*SET PROBLEM 1*. List each setting given under the cluster configuration in the forum post below, together with its value.
*SET PROBLEM 2*. Repeat the forum post below from "I have tried" up to and including "and 16 cores)", switching "Worker Type" for "Executor Type".

Performance Issue – Writing Large Dataset to ADLS from Oracle via JDBC

Raj_DB
Contributor

Hi there, 

I am currently working on a notebook where I pull data from an Oracle database using an Oracle SQL script with a JDBC connection. Due to the large dataset size and joins in my query, I’ve implemented the /*+ parallel(n) */ hint, which works efficiently—returning results in seconds for one month of data and a few minutes for two years of data, which is fine.

However, when writing the entire result set (~980M records) to my ADLS (Azure Data Lake Storage) path, the process is taking excessively long (over 4 hours without completion). I’ve tried multiple optimization methods but haven’t seen any improvement. I would deeply appreciate any insights or solutions.

I have tried for one month and it is taking around 10-15 min.

My cluster configuration:

Databricks runtime: 16.4 LTS

Worker Type: Standard_D32ds_v5 ( 128 Gb memory, 32 core)

Enable autoscaling: min(1) and max(8) 

Driver Type: Standard_d16ds_v5 ( 64 Gb memory and 16 cores)

Example Code:

oracle_query = """( SELECT /*+ parallel(100) */ DISTINCT

                  t1.column1......t2.colum28

FROM schema.table1 t1

LEFT JOIN( SELECT  *+ parallel(50) */  key_col, date_col, column

                    FROM schema.table2 

                    WHERE date_col >= to_date( '2024-01-01', 'yyyy-MM-dd')

                   ) t2

ON t1.key_col = t2.key_col AND t1.date_col = t2.date_col

WHERE  t1.date_col >= to_date( '2024-01-01', 'yyyy-MM-dd')

)"""

JDBC connection:

df = spark.read \
    .format("jdbc") \
    .option("url", jdbc_url) \
    .option("dbtable", oracle_query) \
    .option("user", jdbc_username) \
    .option("password", jdbc_password) \
    .option("driver", driver_class) \
    .option( fetchsize = "10000000")
    .load()

Some transformation:

final_df = df.withcolumn("Year", year("date_col")\
              .withcolumn("month", month("date_col")\
              .withcolumn("Action_timestp", from_utc_timestamp(current_timestamp(),'America'))

Saving final dataframe to ADLS:

final_df.repartition(100,'year','month').write.option("maxrecordsPerFile",1000000).mode('Overwrite').format('parquet').option('compression','snappy').save(destination_path)

 

Thanks

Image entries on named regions

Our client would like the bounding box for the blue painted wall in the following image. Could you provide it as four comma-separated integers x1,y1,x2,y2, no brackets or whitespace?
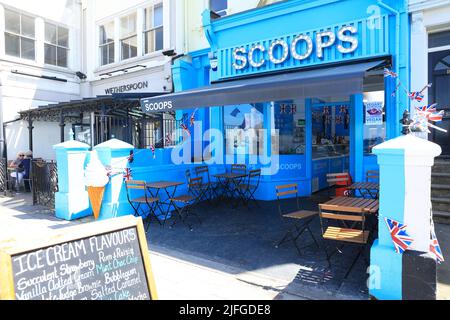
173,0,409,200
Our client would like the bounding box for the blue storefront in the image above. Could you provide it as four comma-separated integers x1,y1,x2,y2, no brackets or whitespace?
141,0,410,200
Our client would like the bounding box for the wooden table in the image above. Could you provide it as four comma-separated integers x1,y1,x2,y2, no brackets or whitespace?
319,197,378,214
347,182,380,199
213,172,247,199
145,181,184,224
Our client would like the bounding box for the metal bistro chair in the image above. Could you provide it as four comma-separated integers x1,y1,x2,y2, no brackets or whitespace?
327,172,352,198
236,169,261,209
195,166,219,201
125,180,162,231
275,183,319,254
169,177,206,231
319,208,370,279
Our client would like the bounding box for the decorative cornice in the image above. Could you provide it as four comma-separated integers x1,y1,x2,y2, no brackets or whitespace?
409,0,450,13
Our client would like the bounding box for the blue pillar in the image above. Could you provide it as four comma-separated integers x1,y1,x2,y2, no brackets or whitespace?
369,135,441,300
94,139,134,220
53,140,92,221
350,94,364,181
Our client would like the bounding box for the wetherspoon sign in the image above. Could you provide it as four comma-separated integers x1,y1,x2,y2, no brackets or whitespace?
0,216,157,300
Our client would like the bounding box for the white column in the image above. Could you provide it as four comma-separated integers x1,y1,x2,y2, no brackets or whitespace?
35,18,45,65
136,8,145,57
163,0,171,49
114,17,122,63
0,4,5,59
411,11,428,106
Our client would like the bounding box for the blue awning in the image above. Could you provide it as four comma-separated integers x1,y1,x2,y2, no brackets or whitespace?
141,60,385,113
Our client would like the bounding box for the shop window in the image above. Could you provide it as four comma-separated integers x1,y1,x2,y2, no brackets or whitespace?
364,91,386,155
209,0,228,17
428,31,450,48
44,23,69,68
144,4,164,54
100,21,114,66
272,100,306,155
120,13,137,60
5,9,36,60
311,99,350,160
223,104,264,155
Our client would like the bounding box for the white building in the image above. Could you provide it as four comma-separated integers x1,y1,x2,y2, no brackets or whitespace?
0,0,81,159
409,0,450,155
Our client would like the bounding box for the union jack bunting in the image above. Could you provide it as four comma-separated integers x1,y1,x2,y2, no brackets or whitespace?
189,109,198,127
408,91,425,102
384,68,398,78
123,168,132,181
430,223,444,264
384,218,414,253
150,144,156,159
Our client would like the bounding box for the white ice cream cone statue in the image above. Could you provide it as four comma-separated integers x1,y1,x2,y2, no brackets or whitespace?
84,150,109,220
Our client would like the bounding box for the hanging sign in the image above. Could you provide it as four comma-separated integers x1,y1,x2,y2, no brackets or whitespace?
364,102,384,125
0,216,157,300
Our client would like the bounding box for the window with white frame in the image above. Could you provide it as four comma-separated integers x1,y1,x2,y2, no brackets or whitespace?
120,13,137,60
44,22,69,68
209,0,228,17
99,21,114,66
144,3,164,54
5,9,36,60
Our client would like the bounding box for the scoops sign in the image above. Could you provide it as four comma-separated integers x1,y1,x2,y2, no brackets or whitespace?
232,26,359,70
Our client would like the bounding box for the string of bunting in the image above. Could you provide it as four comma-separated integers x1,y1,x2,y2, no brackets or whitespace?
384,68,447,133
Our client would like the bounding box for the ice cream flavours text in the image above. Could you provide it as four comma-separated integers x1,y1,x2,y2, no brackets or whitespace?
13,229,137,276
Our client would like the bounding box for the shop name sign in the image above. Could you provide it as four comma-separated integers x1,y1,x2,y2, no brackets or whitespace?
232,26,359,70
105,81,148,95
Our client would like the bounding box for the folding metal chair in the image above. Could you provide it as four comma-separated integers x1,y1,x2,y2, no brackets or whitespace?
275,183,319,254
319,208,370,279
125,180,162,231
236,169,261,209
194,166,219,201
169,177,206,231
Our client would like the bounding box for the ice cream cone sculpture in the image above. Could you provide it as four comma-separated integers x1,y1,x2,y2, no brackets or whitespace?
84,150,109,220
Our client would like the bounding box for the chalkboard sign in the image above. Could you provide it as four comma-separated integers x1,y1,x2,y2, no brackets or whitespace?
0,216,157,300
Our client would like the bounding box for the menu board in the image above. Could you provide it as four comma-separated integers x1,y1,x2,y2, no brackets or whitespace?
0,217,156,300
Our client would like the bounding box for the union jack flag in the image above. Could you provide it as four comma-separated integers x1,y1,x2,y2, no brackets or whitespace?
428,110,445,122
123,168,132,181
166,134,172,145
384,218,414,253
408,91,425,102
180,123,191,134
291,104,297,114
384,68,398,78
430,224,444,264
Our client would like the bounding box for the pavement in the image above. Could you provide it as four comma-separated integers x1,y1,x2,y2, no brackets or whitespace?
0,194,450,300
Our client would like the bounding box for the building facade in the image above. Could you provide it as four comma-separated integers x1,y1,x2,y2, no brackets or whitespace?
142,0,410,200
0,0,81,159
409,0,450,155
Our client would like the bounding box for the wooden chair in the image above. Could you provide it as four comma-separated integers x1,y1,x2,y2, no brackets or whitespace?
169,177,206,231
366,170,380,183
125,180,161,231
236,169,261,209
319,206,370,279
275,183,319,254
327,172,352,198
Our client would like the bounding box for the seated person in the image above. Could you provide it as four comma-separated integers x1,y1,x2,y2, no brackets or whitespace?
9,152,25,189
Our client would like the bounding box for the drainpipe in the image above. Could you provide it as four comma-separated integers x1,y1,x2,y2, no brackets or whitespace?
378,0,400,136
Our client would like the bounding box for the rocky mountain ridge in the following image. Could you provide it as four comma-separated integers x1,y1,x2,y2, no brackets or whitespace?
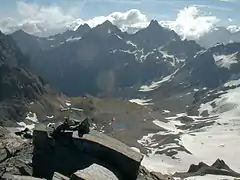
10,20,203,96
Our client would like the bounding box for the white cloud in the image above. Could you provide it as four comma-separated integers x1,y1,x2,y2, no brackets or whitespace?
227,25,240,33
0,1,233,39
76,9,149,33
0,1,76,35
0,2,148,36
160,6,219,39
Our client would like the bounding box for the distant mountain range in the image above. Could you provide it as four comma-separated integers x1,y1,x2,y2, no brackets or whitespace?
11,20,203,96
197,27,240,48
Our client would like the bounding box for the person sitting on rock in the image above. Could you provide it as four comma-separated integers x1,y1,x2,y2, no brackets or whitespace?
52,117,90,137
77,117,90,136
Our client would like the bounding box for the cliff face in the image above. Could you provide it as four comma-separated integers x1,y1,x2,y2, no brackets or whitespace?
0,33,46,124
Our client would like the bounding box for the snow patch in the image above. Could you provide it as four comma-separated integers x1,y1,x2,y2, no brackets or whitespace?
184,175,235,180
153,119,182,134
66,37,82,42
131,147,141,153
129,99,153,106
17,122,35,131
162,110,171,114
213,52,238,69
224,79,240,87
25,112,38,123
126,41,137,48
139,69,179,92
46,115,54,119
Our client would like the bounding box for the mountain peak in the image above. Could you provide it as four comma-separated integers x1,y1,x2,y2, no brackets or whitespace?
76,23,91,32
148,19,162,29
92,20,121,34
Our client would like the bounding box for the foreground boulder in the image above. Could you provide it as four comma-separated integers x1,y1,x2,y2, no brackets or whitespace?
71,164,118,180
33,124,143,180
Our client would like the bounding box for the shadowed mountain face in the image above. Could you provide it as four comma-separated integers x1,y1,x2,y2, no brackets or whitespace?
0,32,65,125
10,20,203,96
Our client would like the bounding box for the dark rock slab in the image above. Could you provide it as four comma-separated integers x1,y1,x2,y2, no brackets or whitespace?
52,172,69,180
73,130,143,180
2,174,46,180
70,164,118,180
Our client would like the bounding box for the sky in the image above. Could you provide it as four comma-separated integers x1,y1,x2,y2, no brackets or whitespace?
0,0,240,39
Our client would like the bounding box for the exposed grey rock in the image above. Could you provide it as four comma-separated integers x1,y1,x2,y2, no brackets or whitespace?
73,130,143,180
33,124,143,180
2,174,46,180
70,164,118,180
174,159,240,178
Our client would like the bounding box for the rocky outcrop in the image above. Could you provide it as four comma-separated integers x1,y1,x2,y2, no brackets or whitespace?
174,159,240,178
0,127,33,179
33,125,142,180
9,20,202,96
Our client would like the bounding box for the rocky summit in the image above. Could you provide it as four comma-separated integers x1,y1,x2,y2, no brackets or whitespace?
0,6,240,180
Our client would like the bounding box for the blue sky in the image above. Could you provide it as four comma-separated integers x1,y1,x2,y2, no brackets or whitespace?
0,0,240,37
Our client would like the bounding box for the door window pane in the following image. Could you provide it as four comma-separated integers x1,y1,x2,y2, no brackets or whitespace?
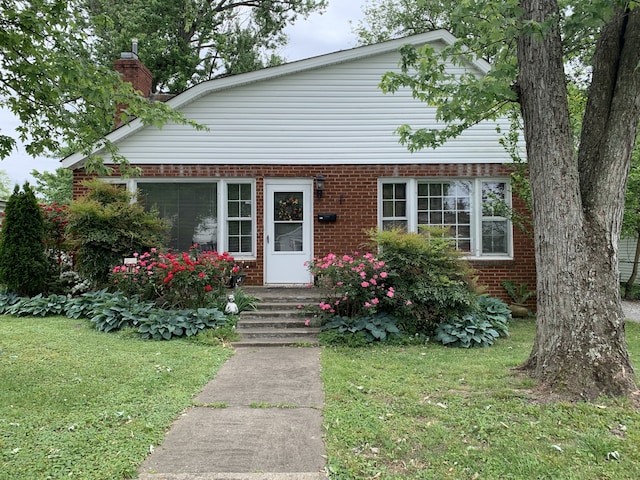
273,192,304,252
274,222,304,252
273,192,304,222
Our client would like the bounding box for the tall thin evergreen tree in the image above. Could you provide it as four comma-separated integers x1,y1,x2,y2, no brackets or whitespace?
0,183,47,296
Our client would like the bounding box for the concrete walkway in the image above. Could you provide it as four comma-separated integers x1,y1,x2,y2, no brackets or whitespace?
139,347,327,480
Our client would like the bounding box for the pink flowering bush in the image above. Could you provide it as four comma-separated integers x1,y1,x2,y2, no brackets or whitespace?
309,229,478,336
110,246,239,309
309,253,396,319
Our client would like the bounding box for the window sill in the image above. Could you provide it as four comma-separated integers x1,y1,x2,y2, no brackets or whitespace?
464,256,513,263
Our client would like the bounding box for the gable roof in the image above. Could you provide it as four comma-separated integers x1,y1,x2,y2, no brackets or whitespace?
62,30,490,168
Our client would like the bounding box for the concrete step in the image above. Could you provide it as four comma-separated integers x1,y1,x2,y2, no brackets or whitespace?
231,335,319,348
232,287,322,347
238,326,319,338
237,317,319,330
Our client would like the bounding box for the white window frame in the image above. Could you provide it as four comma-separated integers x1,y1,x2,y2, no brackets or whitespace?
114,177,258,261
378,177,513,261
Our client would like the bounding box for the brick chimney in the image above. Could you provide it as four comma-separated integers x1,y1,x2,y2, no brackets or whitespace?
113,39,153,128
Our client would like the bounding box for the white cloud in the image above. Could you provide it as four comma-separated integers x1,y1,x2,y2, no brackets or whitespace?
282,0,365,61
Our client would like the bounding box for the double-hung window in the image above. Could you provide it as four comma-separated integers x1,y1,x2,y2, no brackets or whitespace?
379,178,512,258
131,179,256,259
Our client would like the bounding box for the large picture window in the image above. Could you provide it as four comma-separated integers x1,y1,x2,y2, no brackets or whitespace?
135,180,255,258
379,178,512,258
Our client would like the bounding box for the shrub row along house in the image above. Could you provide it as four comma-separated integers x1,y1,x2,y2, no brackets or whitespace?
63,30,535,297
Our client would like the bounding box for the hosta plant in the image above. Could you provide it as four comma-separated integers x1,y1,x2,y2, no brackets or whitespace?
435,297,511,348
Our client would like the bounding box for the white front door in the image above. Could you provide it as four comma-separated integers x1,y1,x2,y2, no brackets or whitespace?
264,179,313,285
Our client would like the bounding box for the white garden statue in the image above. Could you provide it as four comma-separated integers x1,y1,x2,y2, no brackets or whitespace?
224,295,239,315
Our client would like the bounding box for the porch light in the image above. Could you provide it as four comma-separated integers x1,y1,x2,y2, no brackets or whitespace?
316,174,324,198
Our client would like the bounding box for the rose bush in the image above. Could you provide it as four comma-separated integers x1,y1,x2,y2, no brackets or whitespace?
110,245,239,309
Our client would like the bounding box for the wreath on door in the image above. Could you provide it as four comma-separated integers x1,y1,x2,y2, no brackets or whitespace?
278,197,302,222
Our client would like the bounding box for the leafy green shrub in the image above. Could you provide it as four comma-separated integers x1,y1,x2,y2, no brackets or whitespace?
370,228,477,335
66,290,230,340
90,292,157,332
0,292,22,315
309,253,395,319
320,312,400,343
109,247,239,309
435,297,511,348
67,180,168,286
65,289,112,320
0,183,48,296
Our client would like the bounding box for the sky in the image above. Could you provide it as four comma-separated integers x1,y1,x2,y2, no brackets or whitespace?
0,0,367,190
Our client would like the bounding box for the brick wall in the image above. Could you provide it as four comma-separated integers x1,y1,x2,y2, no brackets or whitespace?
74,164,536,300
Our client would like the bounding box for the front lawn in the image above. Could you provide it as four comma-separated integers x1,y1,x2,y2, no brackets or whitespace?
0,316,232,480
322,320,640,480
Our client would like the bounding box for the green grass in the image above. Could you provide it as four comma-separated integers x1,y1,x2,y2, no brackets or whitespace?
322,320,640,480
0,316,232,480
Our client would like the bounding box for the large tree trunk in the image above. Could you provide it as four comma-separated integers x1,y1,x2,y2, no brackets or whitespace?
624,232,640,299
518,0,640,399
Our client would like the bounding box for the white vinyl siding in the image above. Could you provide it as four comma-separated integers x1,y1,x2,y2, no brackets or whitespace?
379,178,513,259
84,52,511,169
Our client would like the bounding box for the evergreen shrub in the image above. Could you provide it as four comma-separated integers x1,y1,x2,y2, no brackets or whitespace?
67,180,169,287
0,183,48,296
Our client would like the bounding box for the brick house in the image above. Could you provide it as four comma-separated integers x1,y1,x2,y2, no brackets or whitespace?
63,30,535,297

*EXERCISE RESPONSE 1*.
Databricks runtime: 16.4 LTS
Worker Type: Standard_D32ds_v5 (128 Gb memory, 32 core)
Enable autoscaling: min(1) and max(8)
Driver Type: Standard_d16ds_v5 (64 Gb memory and 16 cores)

*EXERCISE RESPONSE 2*.
I have tried for one month and it is taking around 10-15 min.

My cluster configuration:

Databricks runtime: 16.4 LTS

Executor Type: Standard_D32ds_v5 ( 128 Gb memory, 32 core)

Enable autoscaling: min(1) and max(8) 

Driver Type: Standard_d16ds_v5 ( 64 Gb memory and 16 cores)